* Begin *

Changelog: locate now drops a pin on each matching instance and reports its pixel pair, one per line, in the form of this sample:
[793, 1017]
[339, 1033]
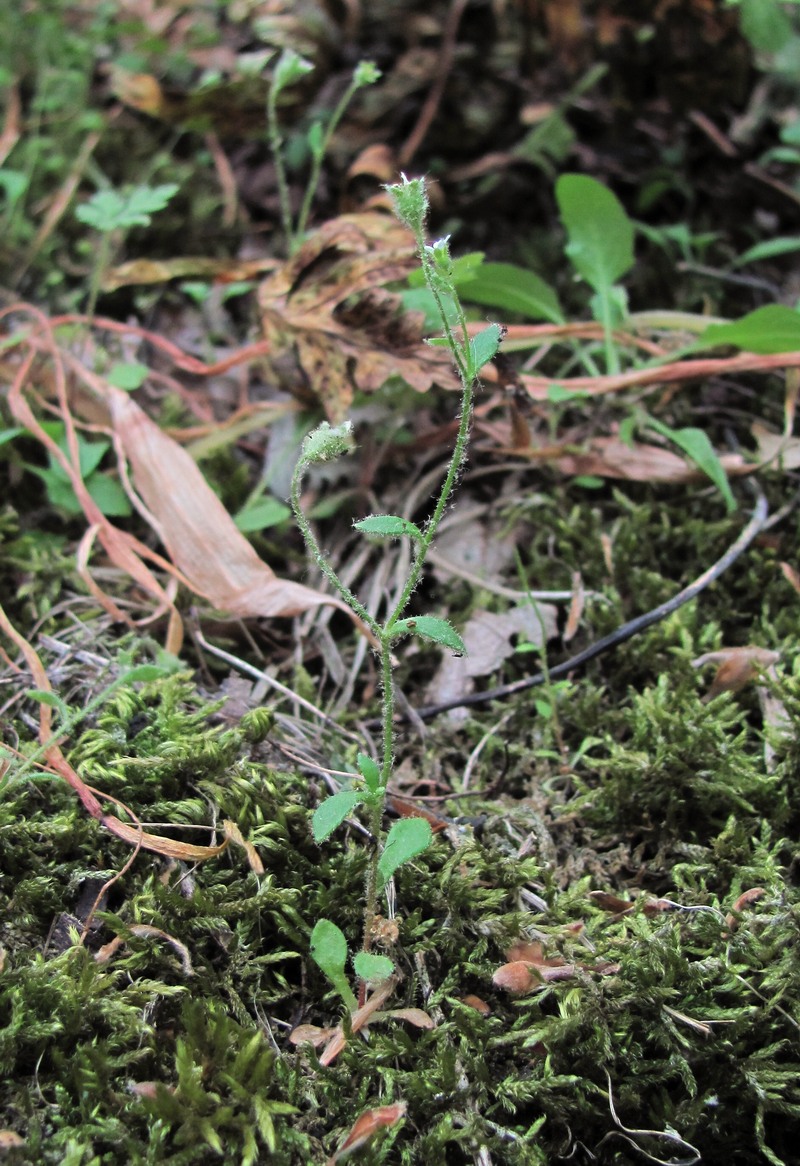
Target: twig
[632, 627]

* End *

_Do this_
Rewrite every line of the rows above as a numbered list, skipping blank lines and leaving out the pictures.

_Response_
1. Changelog: locate now drops a pin on each matching instance and reports its pixel pair, one per line, in the form of this sample:
2. [793, 1017]
3. [339, 1033]
4. Target: twig
5. [632, 627]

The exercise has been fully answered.